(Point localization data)
**********

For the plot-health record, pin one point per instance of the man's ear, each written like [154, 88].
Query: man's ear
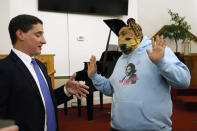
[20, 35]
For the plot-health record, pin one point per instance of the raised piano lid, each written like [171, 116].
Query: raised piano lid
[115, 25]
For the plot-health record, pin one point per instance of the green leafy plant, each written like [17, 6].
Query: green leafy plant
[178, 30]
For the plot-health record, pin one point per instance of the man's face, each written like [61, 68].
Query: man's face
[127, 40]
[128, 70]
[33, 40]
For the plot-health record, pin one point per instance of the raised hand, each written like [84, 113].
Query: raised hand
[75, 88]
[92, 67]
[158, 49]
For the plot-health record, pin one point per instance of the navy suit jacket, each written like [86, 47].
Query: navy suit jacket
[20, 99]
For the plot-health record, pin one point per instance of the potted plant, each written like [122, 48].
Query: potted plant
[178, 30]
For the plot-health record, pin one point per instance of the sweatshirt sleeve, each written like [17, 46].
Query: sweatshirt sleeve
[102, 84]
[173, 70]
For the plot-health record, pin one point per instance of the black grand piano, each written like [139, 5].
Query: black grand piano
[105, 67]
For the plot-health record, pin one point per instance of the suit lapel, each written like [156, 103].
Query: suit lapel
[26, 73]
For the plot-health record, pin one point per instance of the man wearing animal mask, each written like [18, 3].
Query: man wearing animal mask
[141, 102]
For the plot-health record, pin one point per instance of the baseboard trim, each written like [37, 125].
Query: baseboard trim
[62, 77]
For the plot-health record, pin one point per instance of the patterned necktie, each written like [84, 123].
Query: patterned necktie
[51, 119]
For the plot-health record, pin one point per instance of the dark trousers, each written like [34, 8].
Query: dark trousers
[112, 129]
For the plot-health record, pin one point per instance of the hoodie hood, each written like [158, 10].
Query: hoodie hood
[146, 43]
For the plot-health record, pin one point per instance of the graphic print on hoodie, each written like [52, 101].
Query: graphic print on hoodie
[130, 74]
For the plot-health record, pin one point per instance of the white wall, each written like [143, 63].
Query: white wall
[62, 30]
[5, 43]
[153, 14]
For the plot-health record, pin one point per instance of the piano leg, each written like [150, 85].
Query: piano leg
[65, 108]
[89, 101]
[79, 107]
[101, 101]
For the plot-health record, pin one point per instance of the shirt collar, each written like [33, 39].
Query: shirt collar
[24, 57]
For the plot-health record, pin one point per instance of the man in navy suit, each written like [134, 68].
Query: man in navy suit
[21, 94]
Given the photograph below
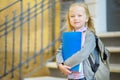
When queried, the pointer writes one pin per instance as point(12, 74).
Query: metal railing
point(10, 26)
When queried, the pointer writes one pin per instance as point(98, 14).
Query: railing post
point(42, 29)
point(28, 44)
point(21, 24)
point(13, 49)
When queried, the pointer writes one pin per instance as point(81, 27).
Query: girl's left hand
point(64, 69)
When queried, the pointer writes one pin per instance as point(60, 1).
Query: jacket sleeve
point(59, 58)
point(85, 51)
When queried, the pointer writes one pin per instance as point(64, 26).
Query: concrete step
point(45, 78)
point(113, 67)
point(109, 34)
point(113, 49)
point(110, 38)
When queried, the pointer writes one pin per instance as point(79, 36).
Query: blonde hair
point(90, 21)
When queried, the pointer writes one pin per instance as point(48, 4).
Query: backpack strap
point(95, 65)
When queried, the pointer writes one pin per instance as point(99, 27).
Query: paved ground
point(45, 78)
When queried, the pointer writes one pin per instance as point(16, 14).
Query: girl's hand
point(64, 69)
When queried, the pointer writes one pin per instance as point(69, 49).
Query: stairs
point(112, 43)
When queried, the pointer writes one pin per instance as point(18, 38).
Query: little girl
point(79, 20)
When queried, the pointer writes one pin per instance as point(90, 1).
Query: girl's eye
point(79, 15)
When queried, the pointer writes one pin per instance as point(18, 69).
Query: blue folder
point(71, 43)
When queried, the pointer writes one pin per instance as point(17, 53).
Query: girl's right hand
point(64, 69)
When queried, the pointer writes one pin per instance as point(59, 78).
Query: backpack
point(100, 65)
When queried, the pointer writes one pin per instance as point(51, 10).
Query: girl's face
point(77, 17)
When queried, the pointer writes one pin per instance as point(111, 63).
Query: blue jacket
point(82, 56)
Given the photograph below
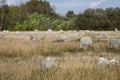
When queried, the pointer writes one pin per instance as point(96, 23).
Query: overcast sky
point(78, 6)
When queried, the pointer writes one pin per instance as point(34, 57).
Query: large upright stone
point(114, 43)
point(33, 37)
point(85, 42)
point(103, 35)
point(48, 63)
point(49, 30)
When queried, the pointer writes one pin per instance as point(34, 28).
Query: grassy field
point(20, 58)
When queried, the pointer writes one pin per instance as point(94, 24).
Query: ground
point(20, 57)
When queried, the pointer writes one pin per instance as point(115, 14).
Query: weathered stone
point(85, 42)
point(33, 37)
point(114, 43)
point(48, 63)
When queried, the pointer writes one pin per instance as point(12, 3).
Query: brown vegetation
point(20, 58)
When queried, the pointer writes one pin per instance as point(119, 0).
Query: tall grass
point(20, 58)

**********

Print every line above exactly. Leave the pictures out.

For the plot-health record, pin one point per instance of the man's ear, each written like [154, 88].
Query: man's ear
[20, 35]
For the plot-health record, pin one point per instance of the raised piano lid, each written like [171, 116].
Query: raised piano lid
[115, 25]
For the plot-health record, pin one point per instance of the green leafy plant, each written like [17, 6].
Query: green leafy plant
[178, 30]
For the plot-health record, pin one point per instance of the man's face, each written like [61, 68].
Query: man's face
[127, 40]
[128, 70]
[33, 40]
For the plot-health record, pin one point per instance of the raised hand, each written like [84, 113].
Query: raised hand
[75, 88]
[92, 67]
[158, 49]
For the plot-health record, pin one point per instance of the navy suit jacket, each written like [86, 47].
Query: navy suit jacket
[20, 99]
For the plot-health record, pin one point per instance of the potted plant, each written like [122, 48].
Query: potted plant
[178, 30]
For the plot-health record, pin one point per instance of the sweatshirt sleeve, each written like [17, 46].
Query: sweatshirt sleeve
[102, 84]
[173, 70]
For the plot-health record, pin one point per instance of the black grand piano, each written like [139, 5].
Query: black grand piano
[105, 67]
For the plot-health record, pin one point per instance of the suit lapel, each written like [156, 103].
Query: suit lapel
[26, 73]
For the plot-health record, pin one point per instance of the man wearing animal mask, each written like [18, 3].
Query: man wearing animal mask
[141, 102]
For the plot-health record, pin one point per instance of the baseboard trim, each written like [37, 125].
Query: baseboard trim
[62, 77]
For the plot-health record, pin one point per instance of the patterned necktie, each written like [84, 123].
Query: patterned necktie
[51, 119]
For the plot-health record, pin one point per instance of the dark trousers, each written like [34, 8].
Query: dark trousers
[112, 129]
For the plot-health record, pin one point per instance of the hoodie hood, each written like [158, 10].
Query: hoodie hood
[146, 43]
For the plot-health record, pin one point per instance of the graphic print on hoodie, each written like [52, 101].
Query: graphic print on hoodie
[130, 74]
For the plot-health record, pin one point per instance of the white wall, each written like [143, 63].
Query: white wall
[62, 30]
[5, 43]
[153, 14]
For the plot-health record, pin one point per instance of the piano leg, each written like [150, 85].
Query: piano leg
[65, 108]
[89, 101]
[79, 107]
[101, 101]
For the plot-health record, pin one point per instance of the shirt collar, each written like [33, 39].
Query: shirt collar
[24, 57]
For the plot-health record, pin one point per instance of the man in navy suit, each written like [134, 68].
Query: man in navy suit
[21, 94]
Given the photograph below
When queried, the pointer writes one pin per instance as point(12, 74).
Query: metal railing
point(10, 26)
When queried, the pointer writes one pin per instance as point(98, 14).
Query: railing post
point(42, 29)
point(28, 44)
point(21, 24)
point(13, 49)
When queried, the pointer writes one pin per instance as point(81, 27).
Query: girl's left hand
point(64, 69)
When queried, the pointer writes one pin per instance as point(60, 1).
Query: jacket sleeve
point(59, 58)
point(85, 51)
When queried, the pointer writes one pin per instance as point(64, 26).
Query: concrete step
point(45, 78)
point(113, 67)
point(109, 34)
point(113, 49)
point(110, 38)
When queried, the pointer writes one pin per instance as point(79, 36).
Query: blonde hair
point(90, 21)
When queried, the pointer writes one pin per instance as point(48, 4).
Query: backpack strap
point(95, 65)
When queried, the pointer writes one pin per instance as point(99, 27).
Query: paved ground
point(45, 78)
When queried, the pointer writes one pin per instance as point(16, 14).
Query: girl's hand
point(64, 69)
When queried, the pointer writes one pin per instance as point(69, 49).
Query: stairs
point(112, 43)
When queried, the pointer writes one pin per instance as point(18, 38).
Query: little girl
point(79, 20)
When queried, the pointer writes one pin per instance as point(90, 1).
Query: girl's eye
point(79, 15)
When queried, the pointer writes one pin per instance as point(18, 69).
Query: blue folder
point(71, 43)
When queried, the pointer writes one pin per instance as point(17, 53).
Query: girl's right hand
point(64, 69)
When queried, the pointer writes one pin per instance as point(59, 78).
Query: backpack
point(100, 65)
When queried, the pointer writes one pin per instance as point(51, 10).
Query: girl's face
point(77, 17)
When queried, the pointer writes one pin per instance as point(111, 63).
Query: blue jacket
point(82, 56)
Given the photograph below
When queried, the pointer writes one pin per instance as point(96, 23).
Query: overcast sky
point(78, 6)
When queried, the pointer writes one pin per instance as point(34, 57).
Query: large upright stone
point(114, 43)
point(33, 37)
point(85, 42)
point(103, 35)
point(48, 63)
point(49, 30)
When queried, the pointer writes one pin per instance as point(34, 28).
Query: grassy field
point(20, 58)
When queried, the pointer writes one pin per instance as point(94, 24).
Query: ground
point(20, 57)
When queried, the pointer writes one pin per instance as point(115, 14).
Query: weathered stone
point(85, 42)
point(33, 37)
point(114, 43)
point(48, 63)
When queried, the pointer writes one pin per instance as point(12, 3).
Query: brown vegetation
point(20, 58)
When queried, the pointer writes one pin per instance as point(119, 0).
Query: tall grass
point(20, 58)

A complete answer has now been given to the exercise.